TEXT EXTRACT:
— Begin —

When considering whether to use a plug valve or a ball valve, it's essential to understand that each has unique characteristics tailored to specific applications. Plug valves feature a simple design and provide a tight seal, making them ideal for on/off control in systems with frequent actuation. In contrast, ball valves are known for their durability and ability to maintain a secure closure even after long periods of inactivity.
Figure 1: Plug valve (left) and ball valve (right)
Plug valves and ball valves are used across various industries to control the flow of liquids and gases. Both have unique features and design differences that make them suitable for different applications. To help determine which type of valve is more suitable for a given application, this article explores the key differences between plug and ball valves, including their design, function, advantages, and disadvantages.
A plug valve (Figure 1 left) is a quarter-turn valve that uses a tapered or cylindrical plug to control the flow of liquids or gases. The plug rotates within the valve body to open or close the flow path. Plug valves are known for their simple design and ability to provide a tight shutoff, making them a popular choice in various industries, including water treatment, oil and gas production, chemical processing, and pulp and paper manufacturing.
A ball valve (Figure 1 right) is a quarter-turn valve that uses a ball with a bore to control the flow of liquids or gases. The ball rotates on its axis to open or close the flow path. Ball valves have fast and efficient operation, durability, and a long lifespan. They are used in heating and cooling systems, water distribution, and industrial process cooling.

— End —

LISTED RECORDS:
— Begin —

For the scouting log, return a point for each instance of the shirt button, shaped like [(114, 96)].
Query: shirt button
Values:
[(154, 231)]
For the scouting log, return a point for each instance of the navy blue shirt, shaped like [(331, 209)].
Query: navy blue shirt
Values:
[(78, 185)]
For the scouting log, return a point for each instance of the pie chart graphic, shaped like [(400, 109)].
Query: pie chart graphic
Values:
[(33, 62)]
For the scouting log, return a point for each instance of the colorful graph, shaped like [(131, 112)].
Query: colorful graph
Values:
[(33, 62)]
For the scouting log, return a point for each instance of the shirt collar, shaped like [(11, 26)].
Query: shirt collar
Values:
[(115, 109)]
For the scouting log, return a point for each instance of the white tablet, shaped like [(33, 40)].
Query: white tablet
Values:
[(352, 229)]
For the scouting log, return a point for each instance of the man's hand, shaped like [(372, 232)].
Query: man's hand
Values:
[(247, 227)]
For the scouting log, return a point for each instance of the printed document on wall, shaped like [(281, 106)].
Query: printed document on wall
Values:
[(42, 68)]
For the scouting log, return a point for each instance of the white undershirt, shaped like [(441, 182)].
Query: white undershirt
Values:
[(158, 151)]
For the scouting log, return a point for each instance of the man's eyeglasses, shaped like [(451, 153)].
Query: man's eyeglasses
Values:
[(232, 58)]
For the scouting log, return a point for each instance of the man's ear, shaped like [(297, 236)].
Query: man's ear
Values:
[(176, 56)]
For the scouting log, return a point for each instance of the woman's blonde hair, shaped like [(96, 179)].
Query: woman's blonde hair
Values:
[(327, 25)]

— End —
— Begin —

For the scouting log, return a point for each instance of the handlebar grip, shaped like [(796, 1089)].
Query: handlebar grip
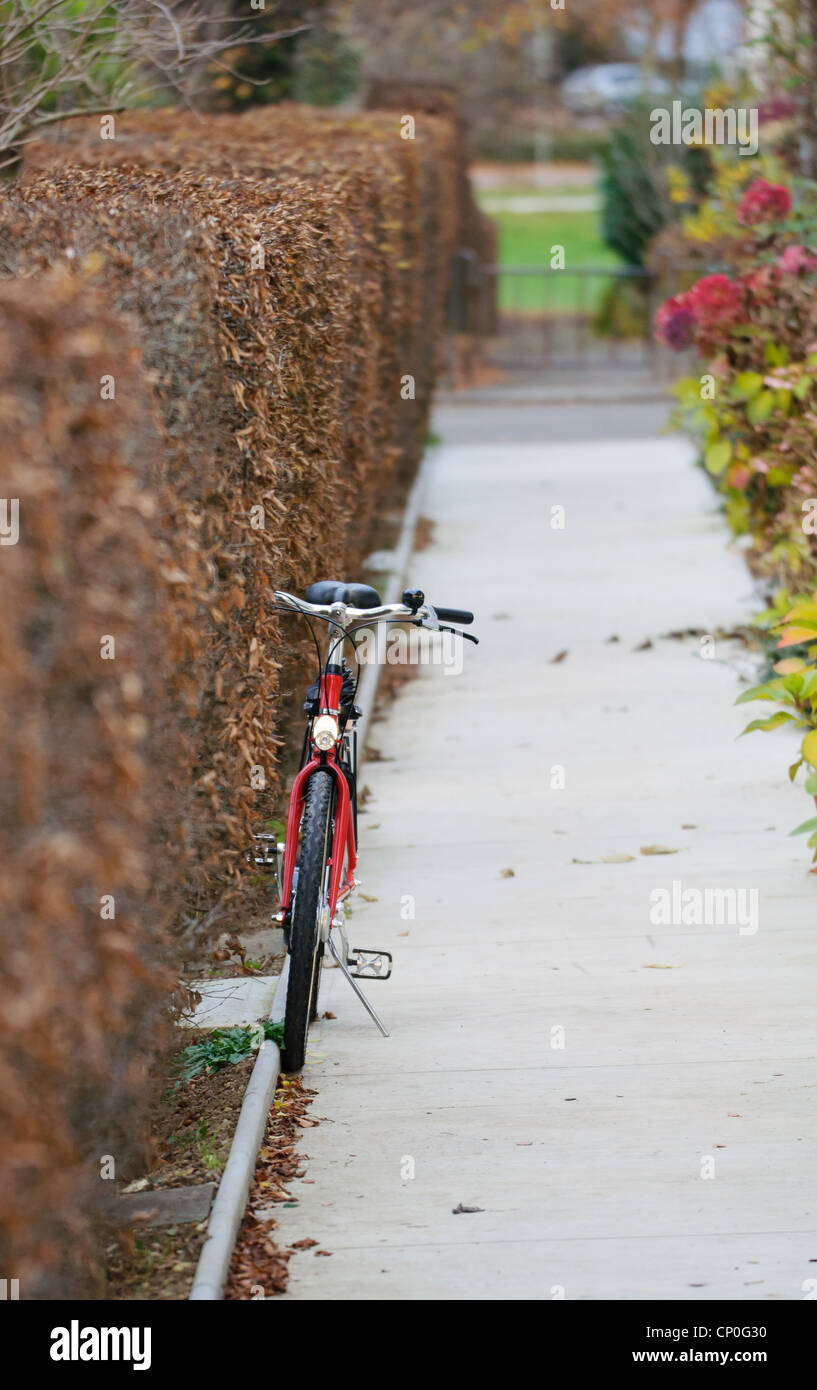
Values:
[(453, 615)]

— End —

EXERCISE 1:
Decide whether each statement agrees with the plug and ball valve text, answering yes or no and quoting the deciding words of the text: (a) Plug valves suit on/off control in systems that are actuated often. (b) In a ball valve, the ball slides along the pipe to open or close the flow path. (c) The text names pulp and paper manufacturing as an industry where ball valves are used.
EXERCISE 2:
Reproduce word for word the part of the plug and ball valve text between "Plug valves and" and "and paper manufacturing.", inclusive.

CORRECT RESULT 1:
(a) Yes: "making them ideal for on/off control in systems with frequent actuation"
(b) No: "The ball rotates on its axis to open or close the flow path."
(c) No: "They are used in heating and cooling systems, water distribution, and industrial process cooling."

CORRECT RESULT 2:
Plug valves and ball valves are used across various industries to control the flow of liquids and gases. Both have unique features and design differences that make them suitable for different applications. To help determine which type of valve is more suitable for a given application, this article explores the key differences between plug and ball valves, including their design, function, advantages, and disadvantages.
A plug valve (Figure 1 left) is a quarter-turn valve that uses a tapered or cylindrical plug to control the flow of liquids or gases. The plug rotates within the valve body to open or close the flow path. Plug valves are known for their simple design and ability to provide a tight shutoff, making them a popular choice in various industries, including water treatment, oil and gas production, chemical processing, and pulp and paper manufacturing.